A young teacher told how she is lucky to be alive after she was blown up when a petrol station exploded.
Zoe Eleftheriou, 22, was riding past the petrol station on a moped when it burst into flames and she was blown off the bike.
The English teacher lost her eyebrows and suffered severe facial bruises in the horror blast that claimed three lives, and left another dozen people badly injured.
Zoe and her friend Abbey Alexander, 18, were returning to the school, in Siem Reap, Cambodia, where they teach English, and saw smoke but kept on driving.
A tanker, delivering petroleum gas to the unlicensed garage, then blew up.
Both women were caught up in the fireball, saying it was like ‘walking through flames’.
Somehow, the two managed to make their way to the school.
Zoe said: “The receptionist did not recognise me and I had been working there for six months.
“I was burning and all I wanted was ice and I said ‘I need it now’.”
Eventually she got to a clinic where she contacted her Cambodian family who had taken her under their wing, and her adopted brother Nana rushed to the rescue.
Zoe suffered 40 per cent fourth and fifth degree burns all over her body, badly affecting her left leg, hands and face.
It was thought she would have to spend at least two months in a burns treatment hospital in Bangkok, after the mid-August explosion.
But after gradually coming off the ventilator, which was helping to keep her alive, she was allowed to fly back home to Rochester, Kent, under medical assistance last month.
She said: “At the moment, I have pink, red, white and brown skin and some sexy marks on my feet where my flip-flops had been.
“They say pigmentation can take six months or up to two years to heal.”
Having been bed-ridden for three weeks, she was asked one day if she would like to try to stand.
She said: “Up until then, it sounds horrible, but I was functioning as a vegetable.
“I can’t put weight on my foot, so I can’t walk yet.
“It’s great at the age of 22 that I am no longer in nappies and using a bed-pan.
“The first time I saw my face, I did not like it. I had no eyebrows or lashes and had lost my long hair. It was bright red, apple red, fire red.
“I have had tremendous support from family and friends.
“I don’t know why at Heathrow they wanted to see my passport because I don’t look anything like my passport photo.”
Zoe was also wary of reactions from children and younger relatives.
She said: “One seven year old said ‘You are still the same Zoe, you just look a little different’.”
One fortunate aspect for Zoe is that her medical bills of £215,000 were covered by a £350 travel insurance policy.
Abbey faces a similar treatment bill – but had no cover.
She was paid only £10,000 by the LPG station boss, while Zoe is still battling for compensation.
After her experience, she cannot stress enough the importance to fellow travellers of getting full travel insurance.
She said: “It was on my mum’s tick list before I went anywhere.
“You might say I don’t need it, but you do.”
Zoe first went to Cambodia in 2016 to help out at English summer camps, and fell in love with the South East Asian country so much that despite her harrowing ordeal, she can’t wait to return.
She said: “I just can’t wait to get back out there.”

Activity 1 — In the petrol station explosion article, rewrite the paragraph beginning "Zoe suffered 40 per cent" as a short bulleted list that keeps its main facts.
Activity 2 — List every sum of money mentioned in the petrol station explosion article, with what each amount refers to.
None of the saved entries below are needed.

(Saved entries)
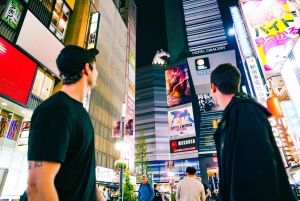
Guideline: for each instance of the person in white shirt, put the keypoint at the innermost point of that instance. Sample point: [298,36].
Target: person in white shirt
[189,188]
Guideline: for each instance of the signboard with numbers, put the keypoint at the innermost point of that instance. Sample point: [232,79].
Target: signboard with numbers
[260,90]
[12,13]
[291,116]
[183,145]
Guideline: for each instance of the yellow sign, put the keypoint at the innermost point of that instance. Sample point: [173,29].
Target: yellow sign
[132,60]
[131,88]
[272,29]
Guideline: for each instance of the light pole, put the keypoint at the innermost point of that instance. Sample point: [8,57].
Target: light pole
[122,146]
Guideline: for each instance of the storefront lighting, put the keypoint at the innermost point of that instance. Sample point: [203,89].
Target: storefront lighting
[122,146]
[170,174]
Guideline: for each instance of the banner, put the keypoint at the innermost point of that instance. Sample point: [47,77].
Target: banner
[206,103]
[12,13]
[272,29]
[183,145]
[177,86]
[128,126]
[181,122]
[116,131]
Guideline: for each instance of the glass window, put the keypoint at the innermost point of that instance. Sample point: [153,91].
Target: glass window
[47,87]
[38,83]
[43,85]
[60,19]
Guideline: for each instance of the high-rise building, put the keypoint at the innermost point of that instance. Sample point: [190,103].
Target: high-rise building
[199,39]
[32,33]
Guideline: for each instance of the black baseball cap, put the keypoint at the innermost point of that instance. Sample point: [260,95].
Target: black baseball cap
[72,59]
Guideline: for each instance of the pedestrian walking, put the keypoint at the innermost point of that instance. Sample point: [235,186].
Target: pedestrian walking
[189,188]
[61,150]
[250,165]
[157,194]
[206,189]
[146,192]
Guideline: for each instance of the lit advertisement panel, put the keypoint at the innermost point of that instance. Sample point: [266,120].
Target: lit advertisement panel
[17,73]
[181,122]
[183,145]
[272,28]
[177,86]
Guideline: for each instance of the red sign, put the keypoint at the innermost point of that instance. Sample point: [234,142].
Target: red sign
[17,73]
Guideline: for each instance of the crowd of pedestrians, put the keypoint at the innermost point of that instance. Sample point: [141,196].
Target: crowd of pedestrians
[61,150]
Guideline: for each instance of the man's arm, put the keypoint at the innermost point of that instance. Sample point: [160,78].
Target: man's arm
[99,194]
[41,175]
[202,194]
[178,192]
[152,193]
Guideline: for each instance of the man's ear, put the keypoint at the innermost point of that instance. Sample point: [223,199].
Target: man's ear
[213,87]
[86,69]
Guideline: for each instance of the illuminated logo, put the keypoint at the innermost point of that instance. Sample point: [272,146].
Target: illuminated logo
[202,64]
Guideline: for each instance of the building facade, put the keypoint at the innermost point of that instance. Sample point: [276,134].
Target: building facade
[32,33]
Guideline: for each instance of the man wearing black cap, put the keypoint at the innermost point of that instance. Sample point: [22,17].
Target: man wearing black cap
[61,151]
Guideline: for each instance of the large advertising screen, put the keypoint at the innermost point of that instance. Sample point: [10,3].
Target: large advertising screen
[177,86]
[183,145]
[181,122]
[17,73]
[207,103]
[272,28]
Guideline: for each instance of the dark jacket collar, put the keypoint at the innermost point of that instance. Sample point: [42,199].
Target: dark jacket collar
[243,97]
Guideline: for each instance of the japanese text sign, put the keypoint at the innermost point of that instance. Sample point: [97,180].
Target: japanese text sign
[272,29]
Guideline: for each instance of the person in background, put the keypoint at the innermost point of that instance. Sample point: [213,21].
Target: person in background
[189,189]
[105,194]
[146,192]
[206,189]
[250,164]
[157,196]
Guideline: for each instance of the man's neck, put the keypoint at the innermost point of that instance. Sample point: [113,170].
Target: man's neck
[76,91]
[225,100]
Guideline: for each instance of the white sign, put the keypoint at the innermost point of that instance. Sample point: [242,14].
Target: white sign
[257,82]
[106,175]
[131,74]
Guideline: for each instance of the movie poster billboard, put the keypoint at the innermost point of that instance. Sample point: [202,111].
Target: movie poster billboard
[128,127]
[272,28]
[181,122]
[207,103]
[116,131]
[177,86]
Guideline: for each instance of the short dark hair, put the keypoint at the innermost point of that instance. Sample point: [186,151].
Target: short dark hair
[73,78]
[227,78]
[191,170]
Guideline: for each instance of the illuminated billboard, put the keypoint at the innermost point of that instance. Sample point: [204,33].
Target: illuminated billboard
[17,73]
[272,28]
[177,86]
[181,122]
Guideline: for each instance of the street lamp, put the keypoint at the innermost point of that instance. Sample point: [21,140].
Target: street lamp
[122,146]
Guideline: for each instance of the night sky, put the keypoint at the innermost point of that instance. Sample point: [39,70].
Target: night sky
[151,30]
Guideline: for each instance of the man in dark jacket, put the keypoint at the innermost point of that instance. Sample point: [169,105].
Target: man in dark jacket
[250,165]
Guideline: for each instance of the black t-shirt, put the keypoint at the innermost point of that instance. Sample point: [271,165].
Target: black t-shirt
[61,131]
[205,188]
[157,196]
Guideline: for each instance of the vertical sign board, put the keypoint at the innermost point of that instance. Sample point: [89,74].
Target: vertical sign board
[17,73]
[272,28]
[177,86]
[257,81]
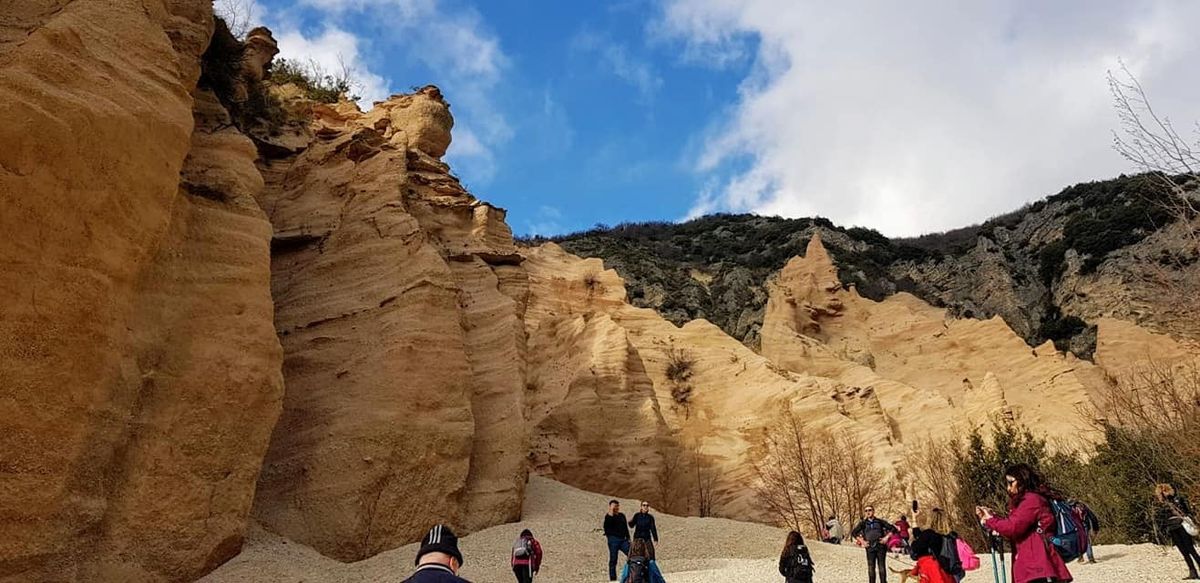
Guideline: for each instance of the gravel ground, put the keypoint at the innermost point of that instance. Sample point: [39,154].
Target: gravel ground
[691,551]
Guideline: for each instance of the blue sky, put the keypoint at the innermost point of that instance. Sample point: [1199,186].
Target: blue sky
[907,118]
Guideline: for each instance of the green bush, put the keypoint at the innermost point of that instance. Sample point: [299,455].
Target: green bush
[979,468]
[316,83]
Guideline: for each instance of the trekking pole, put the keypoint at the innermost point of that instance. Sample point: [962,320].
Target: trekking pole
[1003,575]
[991,546]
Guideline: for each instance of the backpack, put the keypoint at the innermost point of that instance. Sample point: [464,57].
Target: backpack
[639,571]
[522,548]
[873,530]
[802,566]
[948,557]
[1067,539]
[966,554]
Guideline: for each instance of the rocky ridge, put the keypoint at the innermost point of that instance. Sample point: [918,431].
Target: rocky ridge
[318,329]
[1050,270]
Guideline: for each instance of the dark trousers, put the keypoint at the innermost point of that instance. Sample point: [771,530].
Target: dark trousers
[525,575]
[876,559]
[615,545]
[649,550]
[1187,547]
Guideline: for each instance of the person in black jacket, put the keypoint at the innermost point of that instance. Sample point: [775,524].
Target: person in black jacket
[1170,512]
[616,532]
[870,533]
[795,563]
[1091,524]
[645,529]
[438,560]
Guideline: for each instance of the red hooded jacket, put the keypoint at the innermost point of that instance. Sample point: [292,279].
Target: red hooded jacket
[526,560]
[928,570]
[1035,558]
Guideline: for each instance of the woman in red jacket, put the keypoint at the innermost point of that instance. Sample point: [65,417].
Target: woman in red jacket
[1030,524]
[526,557]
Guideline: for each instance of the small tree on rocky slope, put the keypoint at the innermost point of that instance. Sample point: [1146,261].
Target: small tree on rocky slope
[1151,143]
[805,474]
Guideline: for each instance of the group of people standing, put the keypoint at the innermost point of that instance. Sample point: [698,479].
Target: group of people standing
[1031,528]
[641,565]
[943,557]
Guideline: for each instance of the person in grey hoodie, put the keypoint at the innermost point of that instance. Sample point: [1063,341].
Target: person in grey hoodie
[645,528]
[833,530]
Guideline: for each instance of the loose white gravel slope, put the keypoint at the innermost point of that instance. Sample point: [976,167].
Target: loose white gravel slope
[691,551]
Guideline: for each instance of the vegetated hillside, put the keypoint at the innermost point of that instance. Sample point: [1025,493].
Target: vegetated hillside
[1035,266]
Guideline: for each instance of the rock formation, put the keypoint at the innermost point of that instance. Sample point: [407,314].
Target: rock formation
[399,300]
[322,330]
[919,359]
[617,392]
[139,364]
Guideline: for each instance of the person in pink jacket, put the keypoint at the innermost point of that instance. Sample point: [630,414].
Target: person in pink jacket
[1029,526]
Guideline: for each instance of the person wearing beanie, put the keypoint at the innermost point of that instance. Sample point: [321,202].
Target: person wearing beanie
[526,557]
[925,547]
[438,560]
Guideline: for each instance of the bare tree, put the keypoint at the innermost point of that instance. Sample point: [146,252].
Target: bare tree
[1151,143]
[238,14]
[863,481]
[705,481]
[669,480]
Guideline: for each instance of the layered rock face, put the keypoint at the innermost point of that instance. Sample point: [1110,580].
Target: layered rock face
[399,302]
[617,394]
[139,364]
[923,364]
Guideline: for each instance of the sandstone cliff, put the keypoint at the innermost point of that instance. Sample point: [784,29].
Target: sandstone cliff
[622,400]
[139,364]
[399,301]
[1051,270]
[617,395]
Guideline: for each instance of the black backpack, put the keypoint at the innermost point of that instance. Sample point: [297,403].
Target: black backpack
[948,557]
[801,566]
[639,571]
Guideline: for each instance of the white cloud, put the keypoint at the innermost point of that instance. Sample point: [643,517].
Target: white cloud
[616,59]
[546,222]
[329,52]
[923,115]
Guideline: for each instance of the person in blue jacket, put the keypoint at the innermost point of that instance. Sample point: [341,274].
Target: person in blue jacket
[641,566]
[643,527]
[438,560]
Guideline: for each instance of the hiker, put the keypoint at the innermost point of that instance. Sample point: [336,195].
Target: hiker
[903,532]
[1170,514]
[526,557]
[1091,527]
[641,566]
[438,559]
[617,534]
[895,544]
[1029,526]
[795,563]
[869,533]
[645,529]
[834,530]
[925,547]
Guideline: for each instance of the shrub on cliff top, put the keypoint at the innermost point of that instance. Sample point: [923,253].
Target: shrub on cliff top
[315,80]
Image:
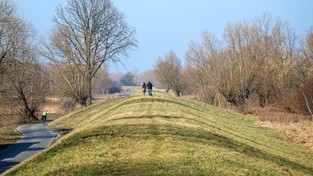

Response box 1 —
- Zoe had fourth and fifth degree burns over 40 per cent of her body.
- Her left leg, hands and face were the worst affected.

Response box 2 —
- £215,000: Zoe's medical bills
- £350: the travel insurance policy that covered those bills
- £10,000: the only payment Abbey received from the LPG station boss